Photo labels with bounding boxes
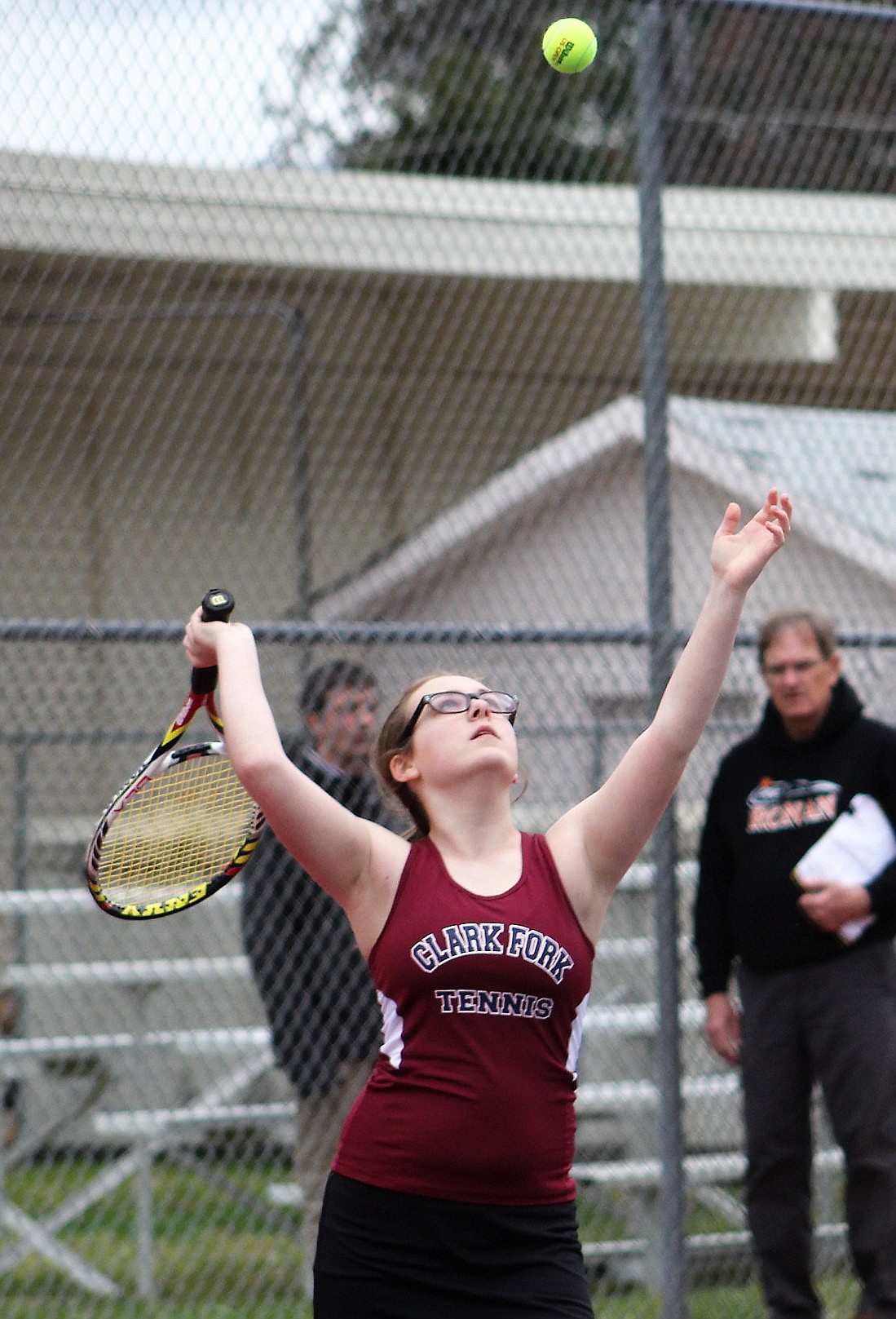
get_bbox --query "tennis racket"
[86,590,265,921]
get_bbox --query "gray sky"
[0,0,336,166]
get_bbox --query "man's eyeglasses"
[398,691,519,746]
[763,660,828,678]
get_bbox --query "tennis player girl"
[184,489,791,1319]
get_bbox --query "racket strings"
[98,755,257,904]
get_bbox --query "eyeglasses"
[398,691,519,746]
[763,660,828,678]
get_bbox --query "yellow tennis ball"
[541,19,597,74]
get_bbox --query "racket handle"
[190,587,236,697]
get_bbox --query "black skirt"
[314,1173,594,1319]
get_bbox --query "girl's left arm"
[547,489,791,938]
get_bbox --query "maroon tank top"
[333,834,594,1204]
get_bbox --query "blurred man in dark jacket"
[695,611,896,1319]
[241,660,399,1297]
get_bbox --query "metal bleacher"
[0,839,842,1297]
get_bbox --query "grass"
[0,1158,857,1319]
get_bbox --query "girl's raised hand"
[710,489,792,591]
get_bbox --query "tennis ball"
[541,19,597,74]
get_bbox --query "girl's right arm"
[183,609,408,952]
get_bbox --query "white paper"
[793,793,896,943]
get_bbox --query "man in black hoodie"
[695,611,896,1319]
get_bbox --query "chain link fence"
[0,0,896,1319]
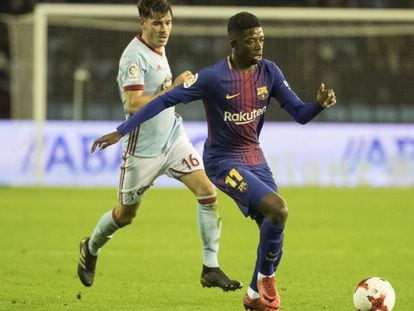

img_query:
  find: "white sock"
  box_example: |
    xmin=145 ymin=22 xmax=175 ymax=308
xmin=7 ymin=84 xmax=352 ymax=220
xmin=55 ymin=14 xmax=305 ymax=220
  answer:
xmin=197 ymin=195 xmax=221 ymax=268
xmin=88 ymin=211 xmax=119 ymax=256
xmin=257 ymin=272 xmax=275 ymax=280
xmin=247 ymin=286 xmax=260 ymax=299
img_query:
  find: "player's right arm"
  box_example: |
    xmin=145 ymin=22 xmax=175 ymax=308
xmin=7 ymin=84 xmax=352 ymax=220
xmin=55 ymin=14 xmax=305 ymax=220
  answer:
xmin=124 ymin=70 xmax=192 ymax=114
xmin=91 ymin=74 xmax=204 ymax=152
xmin=117 ymin=74 xmax=203 ymax=136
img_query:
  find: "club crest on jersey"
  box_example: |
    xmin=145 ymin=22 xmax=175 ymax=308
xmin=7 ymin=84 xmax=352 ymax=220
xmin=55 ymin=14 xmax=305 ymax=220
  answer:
xmin=184 ymin=73 xmax=198 ymax=89
xmin=128 ymin=64 xmax=139 ymax=80
xmin=257 ymin=86 xmax=269 ymax=100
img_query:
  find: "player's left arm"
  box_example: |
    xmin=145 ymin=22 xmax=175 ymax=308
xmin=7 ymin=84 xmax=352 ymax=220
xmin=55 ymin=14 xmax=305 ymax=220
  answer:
xmin=272 ymin=65 xmax=336 ymax=124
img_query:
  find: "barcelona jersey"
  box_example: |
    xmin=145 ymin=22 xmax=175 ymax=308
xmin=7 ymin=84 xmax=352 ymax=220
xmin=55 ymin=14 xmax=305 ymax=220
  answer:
xmin=118 ymin=57 xmax=322 ymax=165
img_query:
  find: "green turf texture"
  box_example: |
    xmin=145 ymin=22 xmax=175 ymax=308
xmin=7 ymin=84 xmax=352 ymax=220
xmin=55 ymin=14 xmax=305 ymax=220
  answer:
xmin=0 ymin=188 xmax=414 ymax=311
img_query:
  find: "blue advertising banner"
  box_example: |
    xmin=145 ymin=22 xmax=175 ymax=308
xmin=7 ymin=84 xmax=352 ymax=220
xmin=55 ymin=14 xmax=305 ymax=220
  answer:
xmin=0 ymin=121 xmax=414 ymax=187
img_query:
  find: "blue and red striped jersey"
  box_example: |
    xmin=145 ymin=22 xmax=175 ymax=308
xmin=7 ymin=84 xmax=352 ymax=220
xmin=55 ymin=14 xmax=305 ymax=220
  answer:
xmin=118 ymin=57 xmax=322 ymax=165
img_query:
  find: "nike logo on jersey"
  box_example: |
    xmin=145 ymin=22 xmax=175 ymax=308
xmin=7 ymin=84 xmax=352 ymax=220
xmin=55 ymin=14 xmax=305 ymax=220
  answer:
xmin=226 ymin=93 xmax=240 ymax=99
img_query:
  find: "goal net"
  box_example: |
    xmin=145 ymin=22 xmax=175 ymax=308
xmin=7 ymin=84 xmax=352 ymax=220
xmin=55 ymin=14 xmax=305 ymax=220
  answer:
xmin=10 ymin=4 xmax=414 ymax=122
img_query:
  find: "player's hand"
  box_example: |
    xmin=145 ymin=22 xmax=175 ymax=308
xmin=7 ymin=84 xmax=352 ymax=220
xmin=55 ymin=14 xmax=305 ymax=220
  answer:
xmin=172 ymin=70 xmax=193 ymax=87
xmin=316 ymin=83 xmax=336 ymax=108
xmin=91 ymin=131 xmax=122 ymax=153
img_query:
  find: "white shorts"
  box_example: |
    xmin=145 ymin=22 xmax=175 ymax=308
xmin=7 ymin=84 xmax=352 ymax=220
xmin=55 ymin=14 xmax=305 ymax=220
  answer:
xmin=118 ymin=133 xmax=204 ymax=205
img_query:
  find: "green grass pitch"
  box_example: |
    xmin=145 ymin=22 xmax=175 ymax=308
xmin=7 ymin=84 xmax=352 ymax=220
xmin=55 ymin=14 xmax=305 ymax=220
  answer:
xmin=0 ymin=188 xmax=414 ymax=311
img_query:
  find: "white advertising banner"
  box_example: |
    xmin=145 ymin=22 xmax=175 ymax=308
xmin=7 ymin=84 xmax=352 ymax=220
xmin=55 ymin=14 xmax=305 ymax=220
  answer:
xmin=0 ymin=121 xmax=414 ymax=187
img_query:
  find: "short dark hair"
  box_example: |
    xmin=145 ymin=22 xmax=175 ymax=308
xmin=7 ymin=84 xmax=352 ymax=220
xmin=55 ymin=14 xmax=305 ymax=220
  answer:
xmin=137 ymin=0 xmax=172 ymax=19
xmin=227 ymin=12 xmax=261 ymax=36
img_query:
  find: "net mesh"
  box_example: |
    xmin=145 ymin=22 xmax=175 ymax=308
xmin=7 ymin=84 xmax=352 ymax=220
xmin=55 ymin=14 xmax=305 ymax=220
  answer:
xmin=11 ymin=7 xmax=414 ymax=122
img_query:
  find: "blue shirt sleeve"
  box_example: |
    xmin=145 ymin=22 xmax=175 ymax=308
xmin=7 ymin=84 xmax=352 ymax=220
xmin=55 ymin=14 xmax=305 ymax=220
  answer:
xmin=117 ymin=74 xmax=203 ymax=136
xmin=272 ymin=64 xmax=323 ymax=124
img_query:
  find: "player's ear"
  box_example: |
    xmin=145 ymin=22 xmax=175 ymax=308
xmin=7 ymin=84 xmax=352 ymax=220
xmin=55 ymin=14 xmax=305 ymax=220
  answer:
xmin=138 ymin=17 xmax=145 ymax=29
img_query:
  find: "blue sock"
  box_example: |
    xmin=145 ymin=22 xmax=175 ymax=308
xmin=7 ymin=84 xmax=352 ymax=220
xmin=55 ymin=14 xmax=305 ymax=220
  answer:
xmin=250 ymin=219 xmax=284 ymax=291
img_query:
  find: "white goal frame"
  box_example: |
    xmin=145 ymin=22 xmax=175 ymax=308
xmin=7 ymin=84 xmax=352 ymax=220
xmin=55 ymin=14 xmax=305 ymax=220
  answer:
xmin=33 ymin=3 xmax=414 ymax=185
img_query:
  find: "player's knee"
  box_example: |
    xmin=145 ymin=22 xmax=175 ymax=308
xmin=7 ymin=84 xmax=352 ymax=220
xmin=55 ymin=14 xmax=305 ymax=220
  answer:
xmin=269 ymin=198 xmax=288 ymax=226
xmin=195 ymin=181 xmax=217 ymax=197
xmin=114 ymin=204 xmax=138 ymax=228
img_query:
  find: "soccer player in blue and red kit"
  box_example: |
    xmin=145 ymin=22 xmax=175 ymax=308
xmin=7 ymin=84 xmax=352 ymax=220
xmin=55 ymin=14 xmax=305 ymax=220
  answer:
xmin=92 ymin=12 xmax=336 ymax=311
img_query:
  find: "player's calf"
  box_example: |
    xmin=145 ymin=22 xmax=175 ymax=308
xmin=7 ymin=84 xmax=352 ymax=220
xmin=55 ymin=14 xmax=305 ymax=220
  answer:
xmin=78 ymin=237 xmax=98 ymax=287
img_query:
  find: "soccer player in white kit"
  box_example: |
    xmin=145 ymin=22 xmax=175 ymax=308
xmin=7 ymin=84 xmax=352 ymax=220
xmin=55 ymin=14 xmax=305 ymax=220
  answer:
xmin=78 ymin=0 xmax=242 ymax=291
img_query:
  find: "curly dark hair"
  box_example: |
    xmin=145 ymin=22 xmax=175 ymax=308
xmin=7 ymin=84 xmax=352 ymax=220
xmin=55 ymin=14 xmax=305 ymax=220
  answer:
xmin=227 ymin=12 xmax=261 ymax=36
xmin=137 ymin=0 xmax=172 ymax=19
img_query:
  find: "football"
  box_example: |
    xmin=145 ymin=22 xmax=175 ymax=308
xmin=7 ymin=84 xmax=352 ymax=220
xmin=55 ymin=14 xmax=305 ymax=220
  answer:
xmin=353 ymin=277 xmax=395 ymax=311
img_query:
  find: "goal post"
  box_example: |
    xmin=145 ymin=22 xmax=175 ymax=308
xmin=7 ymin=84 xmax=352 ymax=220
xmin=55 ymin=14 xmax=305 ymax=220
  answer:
xmin=15 ymin=3 xmax=414 ymax=184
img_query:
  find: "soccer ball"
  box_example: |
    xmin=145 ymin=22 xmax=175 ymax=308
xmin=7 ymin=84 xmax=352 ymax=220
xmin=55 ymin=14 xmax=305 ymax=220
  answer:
xmin=354 ymin=277 xmax=395 ymax=311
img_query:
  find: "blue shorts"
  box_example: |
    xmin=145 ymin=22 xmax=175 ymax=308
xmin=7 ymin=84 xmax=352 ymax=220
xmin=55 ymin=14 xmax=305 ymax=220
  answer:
xmin=204 ymin=160 xmax=277 ymax=221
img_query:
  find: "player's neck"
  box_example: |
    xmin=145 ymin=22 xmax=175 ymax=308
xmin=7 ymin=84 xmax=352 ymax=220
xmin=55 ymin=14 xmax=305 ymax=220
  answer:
xmin=138 ymin=33 xmax=164 ymax=55
xmin=230 ymin=55 xmax=256 ymax=72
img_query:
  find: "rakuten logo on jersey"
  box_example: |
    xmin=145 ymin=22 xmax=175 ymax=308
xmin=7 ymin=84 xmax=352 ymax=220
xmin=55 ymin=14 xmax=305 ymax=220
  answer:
xmin=224 ymin=107 xmax=266 ymax=125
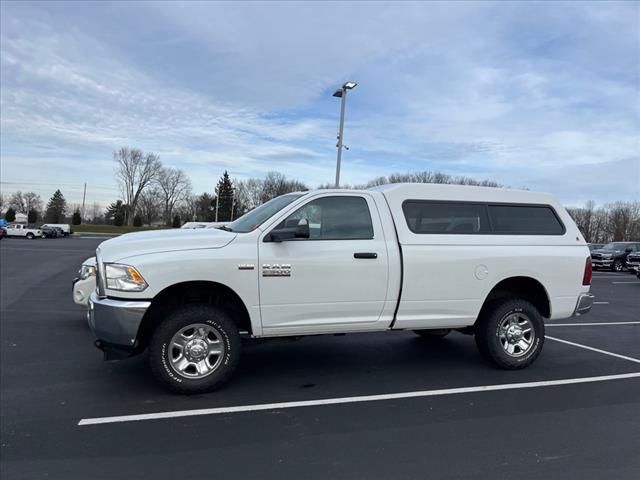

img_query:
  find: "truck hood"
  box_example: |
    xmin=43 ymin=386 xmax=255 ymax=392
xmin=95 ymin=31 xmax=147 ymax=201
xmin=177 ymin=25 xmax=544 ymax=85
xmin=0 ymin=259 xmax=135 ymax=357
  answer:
xmin=98 ymin=228 xmax=237 ymax=262
xmin=591 ymin=248 xmax=622 ymax=255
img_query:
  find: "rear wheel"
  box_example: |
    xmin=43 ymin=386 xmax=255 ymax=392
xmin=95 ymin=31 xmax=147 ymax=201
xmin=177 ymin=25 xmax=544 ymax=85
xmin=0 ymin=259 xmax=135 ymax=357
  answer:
xmin=149 ymin=305 xmax=242 ymax=394
xmin=476 ymin=299 xmax=544 ymax=370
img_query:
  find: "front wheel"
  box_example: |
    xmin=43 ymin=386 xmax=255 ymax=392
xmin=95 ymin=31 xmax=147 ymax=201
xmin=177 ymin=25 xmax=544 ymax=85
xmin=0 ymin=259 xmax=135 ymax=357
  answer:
xmin=149 ymin=305 xmax=242 ymax=394
xmin=475 ymin=299 xmax=544 ymax=370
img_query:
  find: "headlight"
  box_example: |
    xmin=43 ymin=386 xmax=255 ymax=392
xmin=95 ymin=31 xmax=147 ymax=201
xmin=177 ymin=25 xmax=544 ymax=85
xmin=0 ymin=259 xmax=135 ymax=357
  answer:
xmin=104 ymin=263 xmax=147 ymax=292
xmin=78 ymin=265 xmax=96 ymax=280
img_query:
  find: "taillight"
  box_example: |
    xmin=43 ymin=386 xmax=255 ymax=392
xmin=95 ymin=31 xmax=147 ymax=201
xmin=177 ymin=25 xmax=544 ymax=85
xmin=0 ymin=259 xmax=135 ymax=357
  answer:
xmin=582 ymin=257 xmax=593 ymax=285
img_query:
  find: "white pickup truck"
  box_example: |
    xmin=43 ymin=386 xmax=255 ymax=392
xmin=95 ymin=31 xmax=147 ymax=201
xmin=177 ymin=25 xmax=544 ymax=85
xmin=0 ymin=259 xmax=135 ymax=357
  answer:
xmin=88 ymin=184 xmax=593 ymax=393
xmin=5 ymin=223 xmax=42 ymax=240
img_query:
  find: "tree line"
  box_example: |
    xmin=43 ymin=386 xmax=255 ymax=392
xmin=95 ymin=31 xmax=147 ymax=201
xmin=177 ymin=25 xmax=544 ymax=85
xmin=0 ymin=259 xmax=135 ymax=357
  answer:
xmin=0 ymin=147 xmax=640 ymax=243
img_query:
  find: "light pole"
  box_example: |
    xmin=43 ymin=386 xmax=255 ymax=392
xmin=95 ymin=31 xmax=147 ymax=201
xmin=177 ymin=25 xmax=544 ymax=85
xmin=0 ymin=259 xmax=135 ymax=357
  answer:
xmin=333 ymin=82 xmax=358 ymax=188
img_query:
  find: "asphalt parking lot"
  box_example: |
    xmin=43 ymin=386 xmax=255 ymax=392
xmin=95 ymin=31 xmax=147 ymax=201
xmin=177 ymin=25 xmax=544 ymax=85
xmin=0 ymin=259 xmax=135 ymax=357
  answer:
xmin=0 ymin=238 xmax=640 ymax=479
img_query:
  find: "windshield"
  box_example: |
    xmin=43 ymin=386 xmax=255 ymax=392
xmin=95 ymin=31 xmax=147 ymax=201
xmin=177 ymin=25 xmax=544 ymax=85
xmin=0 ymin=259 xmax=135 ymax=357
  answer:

▶ [WHAT IS NEEDED]:
Rewrite the rows from the start through the line with "[184,489,791,1319]", keeping the requests and shifting every bounding-box coordinate in the answers up by 18. Leave the pictures out.

▶ [TASK OUTPUT]:
get_bbox --query "tennis racket"
[104,608,283,939]
get_bbox --query "gray sky"
[18,18,354,184]
get_bbox --query "man's eyeglasses"
[416,709,537,764]
[781,678,846,696]
get_bbox --query "tennis player girl"
[202,507,809,1337]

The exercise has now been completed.